▶ [Dataset content]
──────────────────────────────
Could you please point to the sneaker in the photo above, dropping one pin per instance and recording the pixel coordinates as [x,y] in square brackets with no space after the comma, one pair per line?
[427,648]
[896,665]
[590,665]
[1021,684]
──────────────────────────────
▶ [Exercise objective] Repeat the records above exactly.

▶ [Expected output]
Could you please point to the sneaker in the photo above, dropping one pin per instance and recording the pixel coordinates as [x,y] in square brackets with no space after the comma, one pair per line?
[427,648]
[896,665]
[590,665]
[1021,684]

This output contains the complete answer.